Passage:
☆ ☆ ☆ ☆ ☆
The Good News According to Hobby Lobby

By Anna Su | July 2, 2014

(Getty/Bloomberg)

(Getty/Bloomberg)

On June 30, the world did not end. For all the drama and hype that the Hobby Lobby case has generated, the Supreme Court decision was modest and quite narrow, as widely predicted by Court watchers. The central question was whether the Religious Freedom Restoration Act (RFRA) protected for-profit corporations from complying with the so-called contraceptive mandate under the Affordable Care Act on grounds that it was a violation of their religious beliefs. The Court’s 5-4 majority opinion, led by Justice Samuel Alito, said yes. As a result, the religious exemption claims of Hobby Lobby’s owners are evaluated by a test including a least restrictive means prong which the mandate failed to satisfy. That means the owners are exempted from having to pay for health insurance coverage for the four contraceptives they challenged. In solomonic fashion, the burden instead is passed on to either the government, or in the interest of efficiency, to the private insurer which would have to provide separate payments for the contraceptive services that are required to be covered, all without imposing any additional costs on the affected employees.
☆ ☆ ☆ ☆ ☆
Listed records:
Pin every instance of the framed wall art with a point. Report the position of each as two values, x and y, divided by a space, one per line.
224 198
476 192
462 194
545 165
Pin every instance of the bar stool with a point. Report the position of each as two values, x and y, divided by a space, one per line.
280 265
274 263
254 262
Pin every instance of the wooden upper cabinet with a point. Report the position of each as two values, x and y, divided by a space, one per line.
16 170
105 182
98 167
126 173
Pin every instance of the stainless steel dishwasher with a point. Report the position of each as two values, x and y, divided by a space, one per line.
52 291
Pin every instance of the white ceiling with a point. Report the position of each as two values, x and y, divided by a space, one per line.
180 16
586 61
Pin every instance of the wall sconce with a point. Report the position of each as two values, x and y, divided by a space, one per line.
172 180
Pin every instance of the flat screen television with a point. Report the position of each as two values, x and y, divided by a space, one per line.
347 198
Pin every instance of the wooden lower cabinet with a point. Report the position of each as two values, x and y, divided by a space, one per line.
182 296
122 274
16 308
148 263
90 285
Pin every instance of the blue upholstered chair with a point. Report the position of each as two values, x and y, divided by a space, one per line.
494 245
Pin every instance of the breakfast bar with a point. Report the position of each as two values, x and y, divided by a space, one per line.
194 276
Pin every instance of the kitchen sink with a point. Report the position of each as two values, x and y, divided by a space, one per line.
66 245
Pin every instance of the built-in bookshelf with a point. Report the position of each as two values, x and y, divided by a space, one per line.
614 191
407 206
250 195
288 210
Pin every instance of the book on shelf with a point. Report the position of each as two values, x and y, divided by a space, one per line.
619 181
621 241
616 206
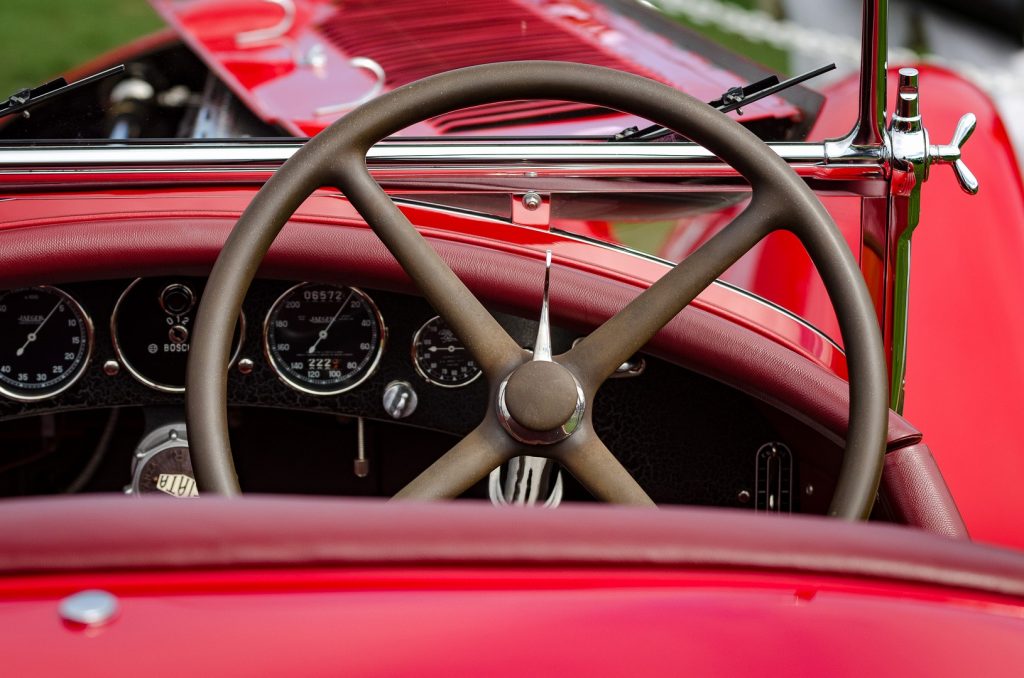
☆ ☆ ☆ ☆ ☆
Aim of the task:
Can you resume the article on the Hobby Lobby ruling, picking up after its last sentence? The records are separate material and have nothing to do with the article on the Hobby Lobby ruling.

Answer space:
Let me clarify at the outset what the Court did and did not say. The Court did acknowledge that women’s health is a compelling and legitimate government interest, one that Justice Kennedy took care to also point out in his brief concurring opinion. It did interpret RFRA’s definition of persons to include for-profit corporations, but limited it to closely-held corporations. It also noted that the protection is not for the organization per se but for the actual humans associated with the corporation. Lastly, in order to address slippery slope concerns, the Court explicitly stated that the exemption only covers contraception, and does not include exemptions from immunizations or illegal hiring discrimination.

The Court did not say anything definitive on a possible scenario involving a for-profit and publicly traded corporation. Justice Alito wrote that “it seems unlikely that the sort of corporate giants … will often assert RFRA claims.” It also did not say anything about other possible government interests such as vaccinations, explicitly bracketing them out. In fact, it did not say anything beyond the contraception coverage scenario. The decision was contingent on several facts unique to the implementation of the Affordable Care Act (ACA). As a result, for those situations involving religious business owners refusing to photograph same-sex weddings or to bake wedding cakes for LGBT couples, which are now the rage in lower courts, there is not much in this decision to draw on.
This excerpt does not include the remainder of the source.